*** Opening Supplied data ***

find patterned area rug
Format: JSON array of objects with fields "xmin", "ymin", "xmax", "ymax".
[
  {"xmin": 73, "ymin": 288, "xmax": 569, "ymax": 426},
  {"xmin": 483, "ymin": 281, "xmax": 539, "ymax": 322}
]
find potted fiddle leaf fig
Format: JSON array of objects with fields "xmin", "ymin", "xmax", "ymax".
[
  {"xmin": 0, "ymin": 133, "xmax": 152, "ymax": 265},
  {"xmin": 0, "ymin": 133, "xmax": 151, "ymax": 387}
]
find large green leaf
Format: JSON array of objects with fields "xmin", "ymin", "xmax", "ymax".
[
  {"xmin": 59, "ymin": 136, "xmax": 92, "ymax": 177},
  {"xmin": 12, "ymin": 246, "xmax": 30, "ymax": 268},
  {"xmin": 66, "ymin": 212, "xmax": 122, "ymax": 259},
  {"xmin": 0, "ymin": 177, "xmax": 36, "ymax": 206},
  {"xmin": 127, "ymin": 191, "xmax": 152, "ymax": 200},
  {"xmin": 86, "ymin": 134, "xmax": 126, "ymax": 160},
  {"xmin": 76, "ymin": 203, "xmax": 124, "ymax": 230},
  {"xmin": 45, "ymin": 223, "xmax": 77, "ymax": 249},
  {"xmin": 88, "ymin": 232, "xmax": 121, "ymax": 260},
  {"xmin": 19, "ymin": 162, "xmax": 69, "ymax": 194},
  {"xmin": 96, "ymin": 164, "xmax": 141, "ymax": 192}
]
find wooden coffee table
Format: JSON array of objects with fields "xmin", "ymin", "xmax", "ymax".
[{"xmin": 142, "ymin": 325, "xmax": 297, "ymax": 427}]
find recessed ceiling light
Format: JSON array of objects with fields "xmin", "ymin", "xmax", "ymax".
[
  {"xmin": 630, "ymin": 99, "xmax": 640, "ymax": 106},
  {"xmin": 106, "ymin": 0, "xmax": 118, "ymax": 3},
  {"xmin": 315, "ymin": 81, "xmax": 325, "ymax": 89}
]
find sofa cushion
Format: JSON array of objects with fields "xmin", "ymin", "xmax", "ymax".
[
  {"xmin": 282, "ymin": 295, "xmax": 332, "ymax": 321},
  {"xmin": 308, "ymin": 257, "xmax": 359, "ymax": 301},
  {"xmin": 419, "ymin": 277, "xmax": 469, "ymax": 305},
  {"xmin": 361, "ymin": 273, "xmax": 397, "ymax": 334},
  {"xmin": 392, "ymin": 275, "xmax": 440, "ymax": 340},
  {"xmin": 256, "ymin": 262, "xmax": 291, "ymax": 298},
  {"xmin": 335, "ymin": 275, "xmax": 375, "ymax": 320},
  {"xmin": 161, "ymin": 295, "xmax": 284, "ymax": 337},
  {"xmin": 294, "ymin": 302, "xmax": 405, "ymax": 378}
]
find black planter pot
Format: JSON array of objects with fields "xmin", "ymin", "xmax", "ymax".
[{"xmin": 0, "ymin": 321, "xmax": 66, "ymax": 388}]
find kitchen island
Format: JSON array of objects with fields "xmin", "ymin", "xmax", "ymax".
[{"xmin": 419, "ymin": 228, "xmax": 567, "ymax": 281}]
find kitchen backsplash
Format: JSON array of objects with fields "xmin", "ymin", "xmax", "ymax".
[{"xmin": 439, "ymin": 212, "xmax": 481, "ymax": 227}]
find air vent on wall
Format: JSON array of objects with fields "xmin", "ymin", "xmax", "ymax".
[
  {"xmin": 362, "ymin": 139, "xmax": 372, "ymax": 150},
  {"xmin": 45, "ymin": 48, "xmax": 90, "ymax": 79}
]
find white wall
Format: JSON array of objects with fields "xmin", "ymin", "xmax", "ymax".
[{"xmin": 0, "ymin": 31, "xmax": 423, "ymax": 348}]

*** Closing Supplied data ***

## Task brief
Above are entries; state the number of lines among them that contain "leaf", and nothing else.

## Solution to this task
2